**Passage to read**

|---|

Airlines & Airports | Michael Isenbek | November 21, 2015

Airlines Pulse: News and Notes for Nov. 21, 2015

JetBlue just became the official airline of the New England Patriots, and star Pats tight end Rob Gronkowski happens to have an uncle who is a chief pilot at JetBlue. Watch the hilarity that ensues in this first of five commercials.

With busy holiday travel about to reach its peak, TSA administrator Admiral Peter Neffenger wrote a guest editorial for USA Today, reassuring travelers that the agency would protect them. Neffenger also countered recent reports of holes in TSA security, among other issues.

A word of warning to the estimated one million people who will unwrap a drone at gift giving time this year: use it responsibly. An individual who maneuvered his drone a little too close to an LAPD helicopter recently received three years probation, 30 days of community service and had his $6,000 worth of equipment confiscated.

If you’re an uber-celebrity arriving or departing from Los Angeles International Airport, it’s normal to wade through a sea of paparazzi, well-wishers and autograph-seekers — which can sometimes throw a wrench into airport operations. Following the lead of London’s Heathrow, LAX will be building a private terminal for celebrities to use. Access won’t be free; the price will range from $1,500 to $1,800 per flight.

|---|

**Extracted material**
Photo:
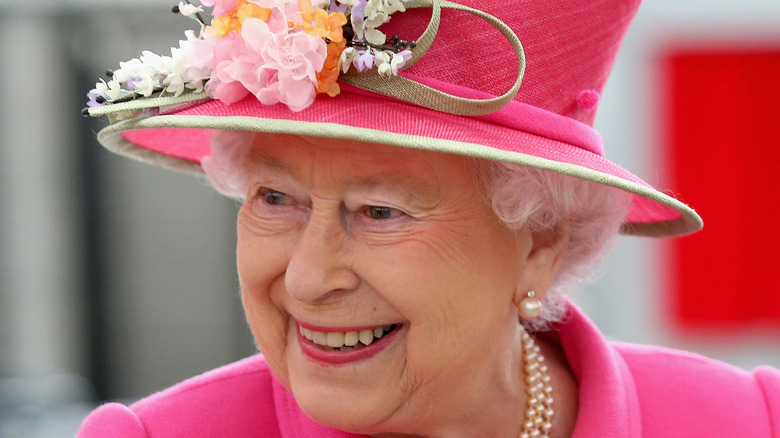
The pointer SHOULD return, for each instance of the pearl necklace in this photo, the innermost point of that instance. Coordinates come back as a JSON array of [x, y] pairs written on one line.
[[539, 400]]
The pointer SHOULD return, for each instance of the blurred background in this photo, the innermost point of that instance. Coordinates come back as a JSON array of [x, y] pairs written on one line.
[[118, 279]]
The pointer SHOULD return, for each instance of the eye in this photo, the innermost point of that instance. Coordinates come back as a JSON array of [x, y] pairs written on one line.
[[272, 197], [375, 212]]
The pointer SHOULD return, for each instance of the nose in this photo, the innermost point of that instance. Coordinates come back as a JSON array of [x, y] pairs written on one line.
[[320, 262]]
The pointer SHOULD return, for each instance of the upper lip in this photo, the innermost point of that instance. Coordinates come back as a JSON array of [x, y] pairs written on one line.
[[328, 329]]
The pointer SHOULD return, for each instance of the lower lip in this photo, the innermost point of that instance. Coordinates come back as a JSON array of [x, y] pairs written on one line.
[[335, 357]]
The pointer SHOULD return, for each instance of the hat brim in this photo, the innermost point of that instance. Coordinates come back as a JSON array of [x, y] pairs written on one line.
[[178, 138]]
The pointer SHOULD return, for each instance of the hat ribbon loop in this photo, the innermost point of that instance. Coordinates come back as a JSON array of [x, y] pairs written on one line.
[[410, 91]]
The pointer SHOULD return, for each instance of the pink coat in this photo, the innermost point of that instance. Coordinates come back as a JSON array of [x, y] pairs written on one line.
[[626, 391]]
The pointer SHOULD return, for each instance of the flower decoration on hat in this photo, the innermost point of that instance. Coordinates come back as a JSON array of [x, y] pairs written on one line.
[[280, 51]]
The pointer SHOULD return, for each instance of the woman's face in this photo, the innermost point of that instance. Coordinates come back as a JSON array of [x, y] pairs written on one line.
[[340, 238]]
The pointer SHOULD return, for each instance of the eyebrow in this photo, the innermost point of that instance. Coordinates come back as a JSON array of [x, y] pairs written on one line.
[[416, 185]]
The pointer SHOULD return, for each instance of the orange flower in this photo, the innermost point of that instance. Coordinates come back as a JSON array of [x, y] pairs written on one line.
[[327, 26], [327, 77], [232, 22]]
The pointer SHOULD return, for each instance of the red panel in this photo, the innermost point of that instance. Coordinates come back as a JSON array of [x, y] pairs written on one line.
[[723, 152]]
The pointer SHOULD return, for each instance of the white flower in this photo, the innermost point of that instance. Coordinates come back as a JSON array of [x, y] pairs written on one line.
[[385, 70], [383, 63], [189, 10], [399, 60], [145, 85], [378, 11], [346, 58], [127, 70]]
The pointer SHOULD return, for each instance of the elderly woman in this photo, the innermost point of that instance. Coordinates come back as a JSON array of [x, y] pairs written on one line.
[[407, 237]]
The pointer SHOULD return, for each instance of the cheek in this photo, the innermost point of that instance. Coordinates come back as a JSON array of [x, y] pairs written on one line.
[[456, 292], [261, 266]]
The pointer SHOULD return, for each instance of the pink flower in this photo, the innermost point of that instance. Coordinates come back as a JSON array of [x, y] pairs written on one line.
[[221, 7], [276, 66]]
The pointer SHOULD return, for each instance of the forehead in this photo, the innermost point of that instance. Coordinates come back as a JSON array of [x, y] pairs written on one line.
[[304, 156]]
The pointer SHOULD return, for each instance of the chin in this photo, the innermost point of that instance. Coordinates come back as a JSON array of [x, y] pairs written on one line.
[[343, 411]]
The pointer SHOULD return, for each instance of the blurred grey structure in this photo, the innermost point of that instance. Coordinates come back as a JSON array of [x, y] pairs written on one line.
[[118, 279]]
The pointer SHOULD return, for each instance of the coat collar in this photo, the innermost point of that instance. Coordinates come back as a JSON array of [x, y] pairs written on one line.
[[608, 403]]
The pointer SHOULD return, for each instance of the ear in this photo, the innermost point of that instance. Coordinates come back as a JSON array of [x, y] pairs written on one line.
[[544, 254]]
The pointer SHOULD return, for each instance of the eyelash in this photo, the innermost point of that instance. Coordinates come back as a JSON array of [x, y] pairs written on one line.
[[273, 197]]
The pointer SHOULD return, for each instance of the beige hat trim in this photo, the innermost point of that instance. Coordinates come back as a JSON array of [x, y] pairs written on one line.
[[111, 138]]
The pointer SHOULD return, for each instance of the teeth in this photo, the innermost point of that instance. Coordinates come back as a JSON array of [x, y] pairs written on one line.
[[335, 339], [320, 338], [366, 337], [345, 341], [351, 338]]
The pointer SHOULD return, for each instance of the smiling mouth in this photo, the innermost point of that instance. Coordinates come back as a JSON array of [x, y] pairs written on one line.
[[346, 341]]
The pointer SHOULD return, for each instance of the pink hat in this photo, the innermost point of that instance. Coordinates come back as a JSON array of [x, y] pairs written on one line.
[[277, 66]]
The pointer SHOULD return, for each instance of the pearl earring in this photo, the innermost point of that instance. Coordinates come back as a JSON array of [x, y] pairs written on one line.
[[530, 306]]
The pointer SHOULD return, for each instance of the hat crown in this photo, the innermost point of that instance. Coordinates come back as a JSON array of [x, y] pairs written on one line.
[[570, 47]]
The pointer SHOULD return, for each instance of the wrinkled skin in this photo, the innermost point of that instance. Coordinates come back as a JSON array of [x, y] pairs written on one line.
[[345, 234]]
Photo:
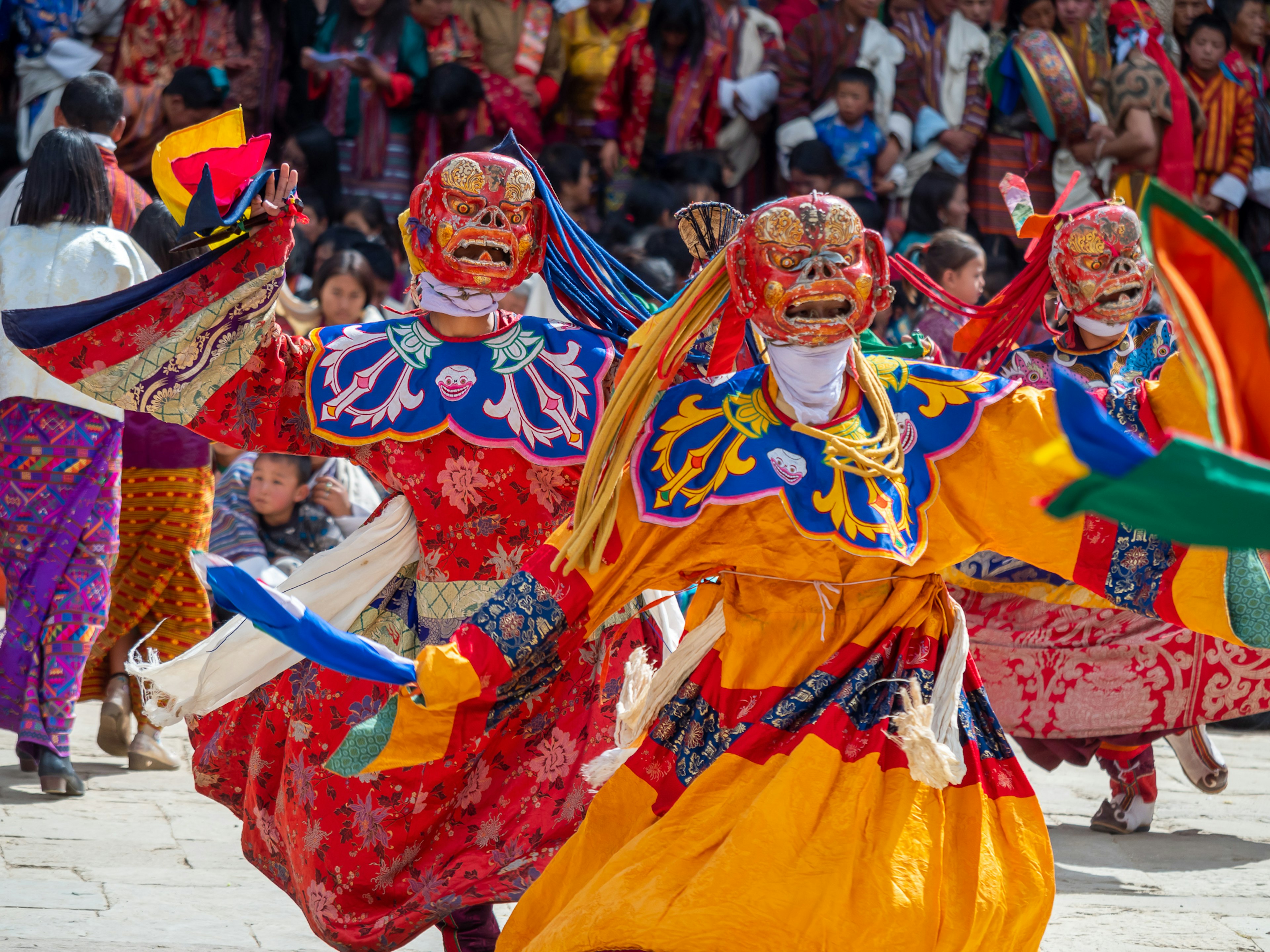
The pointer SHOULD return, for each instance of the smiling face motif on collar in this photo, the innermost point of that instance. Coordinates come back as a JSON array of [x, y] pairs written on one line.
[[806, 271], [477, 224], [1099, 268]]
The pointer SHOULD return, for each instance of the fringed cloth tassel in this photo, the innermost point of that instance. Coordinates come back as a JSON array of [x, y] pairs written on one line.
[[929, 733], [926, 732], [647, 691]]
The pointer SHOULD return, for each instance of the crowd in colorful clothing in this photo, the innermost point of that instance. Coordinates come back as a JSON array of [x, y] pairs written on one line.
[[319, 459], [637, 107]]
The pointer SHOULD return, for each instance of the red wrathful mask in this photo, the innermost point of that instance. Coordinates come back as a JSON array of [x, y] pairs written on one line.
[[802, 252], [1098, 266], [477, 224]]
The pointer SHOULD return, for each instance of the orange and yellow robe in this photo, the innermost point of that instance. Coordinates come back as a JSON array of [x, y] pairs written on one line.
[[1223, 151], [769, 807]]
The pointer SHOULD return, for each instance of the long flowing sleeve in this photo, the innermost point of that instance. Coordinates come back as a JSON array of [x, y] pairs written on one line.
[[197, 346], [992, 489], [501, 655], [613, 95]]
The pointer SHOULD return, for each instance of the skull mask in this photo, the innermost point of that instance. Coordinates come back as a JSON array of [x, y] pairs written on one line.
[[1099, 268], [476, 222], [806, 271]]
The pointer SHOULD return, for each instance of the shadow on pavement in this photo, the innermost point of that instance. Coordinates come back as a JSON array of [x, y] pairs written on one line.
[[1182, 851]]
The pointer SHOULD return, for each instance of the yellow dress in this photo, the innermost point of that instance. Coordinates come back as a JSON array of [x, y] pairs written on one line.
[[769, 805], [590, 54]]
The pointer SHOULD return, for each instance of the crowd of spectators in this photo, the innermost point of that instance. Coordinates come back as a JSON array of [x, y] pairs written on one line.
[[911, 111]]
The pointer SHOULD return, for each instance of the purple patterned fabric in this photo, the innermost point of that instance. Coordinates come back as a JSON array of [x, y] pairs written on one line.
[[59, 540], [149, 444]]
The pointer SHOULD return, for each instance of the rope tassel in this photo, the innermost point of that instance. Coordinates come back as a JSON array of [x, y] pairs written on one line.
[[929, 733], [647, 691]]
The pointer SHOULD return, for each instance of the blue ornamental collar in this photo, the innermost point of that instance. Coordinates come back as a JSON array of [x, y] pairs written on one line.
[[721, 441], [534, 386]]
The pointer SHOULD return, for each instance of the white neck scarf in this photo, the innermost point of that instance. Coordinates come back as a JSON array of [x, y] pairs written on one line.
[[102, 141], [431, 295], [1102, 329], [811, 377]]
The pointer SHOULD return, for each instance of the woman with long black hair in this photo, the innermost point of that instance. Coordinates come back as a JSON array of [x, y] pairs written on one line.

|---|

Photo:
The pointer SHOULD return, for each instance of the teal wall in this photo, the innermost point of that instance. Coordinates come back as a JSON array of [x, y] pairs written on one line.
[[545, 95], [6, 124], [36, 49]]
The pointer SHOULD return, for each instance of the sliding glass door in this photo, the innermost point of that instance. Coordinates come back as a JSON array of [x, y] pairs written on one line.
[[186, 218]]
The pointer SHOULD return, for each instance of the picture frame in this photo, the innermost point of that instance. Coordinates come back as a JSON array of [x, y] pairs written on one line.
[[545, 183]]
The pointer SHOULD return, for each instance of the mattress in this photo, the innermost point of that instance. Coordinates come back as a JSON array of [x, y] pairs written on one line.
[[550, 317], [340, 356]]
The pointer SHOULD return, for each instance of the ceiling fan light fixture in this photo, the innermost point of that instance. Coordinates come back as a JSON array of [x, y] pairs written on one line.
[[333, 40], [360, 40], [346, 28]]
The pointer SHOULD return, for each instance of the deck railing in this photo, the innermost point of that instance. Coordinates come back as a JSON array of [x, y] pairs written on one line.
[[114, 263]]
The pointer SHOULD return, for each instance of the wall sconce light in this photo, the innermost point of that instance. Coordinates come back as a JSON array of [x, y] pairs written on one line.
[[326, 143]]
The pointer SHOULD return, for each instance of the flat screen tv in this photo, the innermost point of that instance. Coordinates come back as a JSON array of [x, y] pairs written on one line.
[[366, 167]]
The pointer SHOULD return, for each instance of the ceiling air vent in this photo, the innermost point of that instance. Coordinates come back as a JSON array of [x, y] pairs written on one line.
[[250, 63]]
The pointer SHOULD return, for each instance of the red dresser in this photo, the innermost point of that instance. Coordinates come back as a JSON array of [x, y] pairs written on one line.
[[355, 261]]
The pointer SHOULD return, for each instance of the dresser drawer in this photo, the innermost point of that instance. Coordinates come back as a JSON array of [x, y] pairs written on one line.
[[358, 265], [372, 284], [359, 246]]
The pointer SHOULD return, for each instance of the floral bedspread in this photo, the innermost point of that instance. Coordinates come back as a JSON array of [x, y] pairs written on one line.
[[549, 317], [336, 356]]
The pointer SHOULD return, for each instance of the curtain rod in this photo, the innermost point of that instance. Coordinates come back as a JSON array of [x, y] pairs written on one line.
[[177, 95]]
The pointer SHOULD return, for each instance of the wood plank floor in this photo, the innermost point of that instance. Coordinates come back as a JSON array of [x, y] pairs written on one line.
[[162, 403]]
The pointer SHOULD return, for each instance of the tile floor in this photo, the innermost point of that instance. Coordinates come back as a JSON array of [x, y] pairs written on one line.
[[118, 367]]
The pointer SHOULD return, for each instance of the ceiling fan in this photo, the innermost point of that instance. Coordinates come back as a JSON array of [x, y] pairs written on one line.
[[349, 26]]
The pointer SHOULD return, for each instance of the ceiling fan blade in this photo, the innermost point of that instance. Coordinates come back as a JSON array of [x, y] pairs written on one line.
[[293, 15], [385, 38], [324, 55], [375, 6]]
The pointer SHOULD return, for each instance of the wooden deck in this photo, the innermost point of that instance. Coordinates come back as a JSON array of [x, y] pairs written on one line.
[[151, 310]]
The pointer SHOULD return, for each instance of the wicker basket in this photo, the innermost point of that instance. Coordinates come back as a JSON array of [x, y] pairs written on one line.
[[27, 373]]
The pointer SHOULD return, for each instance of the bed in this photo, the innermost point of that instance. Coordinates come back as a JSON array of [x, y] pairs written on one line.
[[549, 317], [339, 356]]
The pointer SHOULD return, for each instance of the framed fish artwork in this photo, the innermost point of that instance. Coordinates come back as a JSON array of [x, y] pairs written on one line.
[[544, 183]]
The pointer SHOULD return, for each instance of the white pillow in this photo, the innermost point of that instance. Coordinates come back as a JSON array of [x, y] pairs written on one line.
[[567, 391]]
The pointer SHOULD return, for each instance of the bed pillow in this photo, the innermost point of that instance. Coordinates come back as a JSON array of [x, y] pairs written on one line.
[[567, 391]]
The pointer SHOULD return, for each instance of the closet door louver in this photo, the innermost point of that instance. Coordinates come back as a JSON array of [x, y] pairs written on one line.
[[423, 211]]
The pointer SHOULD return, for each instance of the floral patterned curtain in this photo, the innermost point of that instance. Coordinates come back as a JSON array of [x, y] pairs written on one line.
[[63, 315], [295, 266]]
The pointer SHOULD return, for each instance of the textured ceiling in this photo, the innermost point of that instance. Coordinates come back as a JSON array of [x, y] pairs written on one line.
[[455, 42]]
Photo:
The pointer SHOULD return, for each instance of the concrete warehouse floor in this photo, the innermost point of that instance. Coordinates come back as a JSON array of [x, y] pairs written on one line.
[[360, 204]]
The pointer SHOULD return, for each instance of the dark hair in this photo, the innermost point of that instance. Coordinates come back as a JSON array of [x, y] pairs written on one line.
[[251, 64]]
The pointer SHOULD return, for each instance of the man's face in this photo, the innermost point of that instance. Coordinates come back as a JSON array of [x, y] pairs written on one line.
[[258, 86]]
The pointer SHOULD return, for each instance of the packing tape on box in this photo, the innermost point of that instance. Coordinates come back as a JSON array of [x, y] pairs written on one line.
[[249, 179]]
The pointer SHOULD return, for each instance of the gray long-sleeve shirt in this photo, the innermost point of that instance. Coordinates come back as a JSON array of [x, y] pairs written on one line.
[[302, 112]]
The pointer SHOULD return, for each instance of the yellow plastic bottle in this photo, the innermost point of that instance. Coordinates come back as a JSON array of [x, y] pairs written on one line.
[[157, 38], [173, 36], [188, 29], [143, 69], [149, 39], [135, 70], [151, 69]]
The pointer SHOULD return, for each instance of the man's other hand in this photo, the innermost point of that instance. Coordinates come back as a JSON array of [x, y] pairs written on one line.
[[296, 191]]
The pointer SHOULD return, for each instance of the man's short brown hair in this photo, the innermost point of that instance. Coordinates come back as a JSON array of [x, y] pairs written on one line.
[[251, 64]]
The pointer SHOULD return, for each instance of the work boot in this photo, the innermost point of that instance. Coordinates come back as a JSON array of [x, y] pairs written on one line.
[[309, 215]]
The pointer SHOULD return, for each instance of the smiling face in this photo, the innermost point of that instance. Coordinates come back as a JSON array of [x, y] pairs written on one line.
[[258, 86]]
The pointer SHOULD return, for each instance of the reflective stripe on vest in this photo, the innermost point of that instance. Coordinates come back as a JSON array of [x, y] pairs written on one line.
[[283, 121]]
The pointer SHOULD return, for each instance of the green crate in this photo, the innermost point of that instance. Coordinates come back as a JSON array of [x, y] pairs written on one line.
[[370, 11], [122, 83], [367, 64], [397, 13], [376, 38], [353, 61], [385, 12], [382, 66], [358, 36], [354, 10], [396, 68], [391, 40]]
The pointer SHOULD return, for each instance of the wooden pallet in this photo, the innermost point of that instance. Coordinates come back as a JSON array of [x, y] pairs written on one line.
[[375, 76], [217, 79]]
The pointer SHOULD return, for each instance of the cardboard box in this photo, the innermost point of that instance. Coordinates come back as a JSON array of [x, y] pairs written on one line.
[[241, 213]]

|---|

**Required work**
A – Retype the stretch of the airline news roundup above from "JetBlue just became" through "of equipment confiscated.".
B – Render this sentence from the airline news roundup above in Spanish: "Following the lead of London’s Heathrow, LAX will be building a private terminal for celebrities to use."

**Results for each task**
A –
JetBlue just became the official airline of the New England Patriots, and star Pats tight end Rob Gronkowski happens to have an uncle who is a chief pilot at JetBlue. Watch the hilarity that ensues in this first of five commercials.

With busy holiday travel about to reach its peak, TSA administrator Admiral Peter Neffenger wrote a guest editorial for USA Today, reassuring travelers that the agency would protect them. Neffenger also countered recent reports of holes in TSA security, among other issues.

A word of warning to the estimated one million people who will unwrap a drone at gift giving time this year: use it responsibly. An individual who maneuvered his drone a little too close to an LAPD helicopter recently received three years probation, 30 days of community service and had his $6,000 worth of equipment confiscated.

B – Siguiendo el ejemplo de Heathrow, en Londres, LAX construirá una terminal privada para uso de las celebridades.